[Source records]
.....

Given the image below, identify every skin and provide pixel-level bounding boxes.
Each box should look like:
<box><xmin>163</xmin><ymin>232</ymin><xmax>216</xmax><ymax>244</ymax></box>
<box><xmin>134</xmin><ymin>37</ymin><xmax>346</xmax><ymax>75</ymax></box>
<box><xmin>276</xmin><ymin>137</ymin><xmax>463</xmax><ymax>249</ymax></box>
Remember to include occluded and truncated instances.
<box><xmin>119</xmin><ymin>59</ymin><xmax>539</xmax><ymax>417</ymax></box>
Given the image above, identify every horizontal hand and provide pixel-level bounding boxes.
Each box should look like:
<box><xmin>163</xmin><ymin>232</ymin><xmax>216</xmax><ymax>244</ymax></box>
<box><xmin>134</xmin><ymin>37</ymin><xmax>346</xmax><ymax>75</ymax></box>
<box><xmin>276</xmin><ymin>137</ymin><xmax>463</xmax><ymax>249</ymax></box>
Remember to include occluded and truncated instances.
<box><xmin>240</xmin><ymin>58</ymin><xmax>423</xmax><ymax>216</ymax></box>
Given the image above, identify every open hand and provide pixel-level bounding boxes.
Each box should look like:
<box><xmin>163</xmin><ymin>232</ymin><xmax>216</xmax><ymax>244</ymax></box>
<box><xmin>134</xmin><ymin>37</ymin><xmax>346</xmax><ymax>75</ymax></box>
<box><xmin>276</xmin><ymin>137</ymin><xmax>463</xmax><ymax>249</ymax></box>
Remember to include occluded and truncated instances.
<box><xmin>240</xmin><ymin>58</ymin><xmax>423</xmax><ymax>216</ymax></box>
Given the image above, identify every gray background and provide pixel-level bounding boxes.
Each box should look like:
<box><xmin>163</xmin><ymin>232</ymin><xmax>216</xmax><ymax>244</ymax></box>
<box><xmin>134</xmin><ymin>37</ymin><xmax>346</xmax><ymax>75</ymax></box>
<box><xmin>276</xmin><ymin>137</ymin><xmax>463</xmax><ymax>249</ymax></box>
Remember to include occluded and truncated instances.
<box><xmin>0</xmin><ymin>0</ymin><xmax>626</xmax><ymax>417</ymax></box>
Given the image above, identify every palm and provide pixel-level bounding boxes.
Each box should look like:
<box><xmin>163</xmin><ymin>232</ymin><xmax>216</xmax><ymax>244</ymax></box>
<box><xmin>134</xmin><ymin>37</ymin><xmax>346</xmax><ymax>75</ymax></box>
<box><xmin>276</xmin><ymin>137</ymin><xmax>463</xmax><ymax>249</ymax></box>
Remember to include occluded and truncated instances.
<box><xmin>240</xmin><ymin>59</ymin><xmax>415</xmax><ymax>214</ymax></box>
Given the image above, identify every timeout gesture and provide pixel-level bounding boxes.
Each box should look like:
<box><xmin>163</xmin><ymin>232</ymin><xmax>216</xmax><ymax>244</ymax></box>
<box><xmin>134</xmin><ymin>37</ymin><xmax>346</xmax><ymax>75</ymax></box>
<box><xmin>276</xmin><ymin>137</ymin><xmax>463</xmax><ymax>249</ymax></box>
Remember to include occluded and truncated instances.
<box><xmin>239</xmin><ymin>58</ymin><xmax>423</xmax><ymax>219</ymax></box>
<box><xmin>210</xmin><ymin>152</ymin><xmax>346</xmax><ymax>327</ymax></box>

.....

PROBLEM DESCRIPTION: Rewrite the data starting at the line that contains "Given the image above, identify every timeout" and ending at the final line of the data. Change "occluded" to "hidden" and leave everything else as it is.

FINISHED ANSWER:
Given the image above, identify every timeout gesture and provide pixel-level bounding boxes.
Each box should look like:
<box><xmin>163</xmin><ymin>232</ymin><xmax>216</xmax><ymax>244</ymax></box>
<box><xmin>134</xmin><ymin>37</ymin><xmax>346</xmax><ymax>75</ymax></box>
<box><xmin>276</xmin><ymin>137</ymin><xmax>463</xmax><ymax>249</ymax></box>
Remember to include hidden and truncated instances.
<box><xmin>239</xmin><ymin>58</ymin><xmax>423</xmax><ymax>219</ymax></box>
<box><xmin>210</xmin><ymin>152</ymin><xmax>346</xmax><ymax>327</ymax></box>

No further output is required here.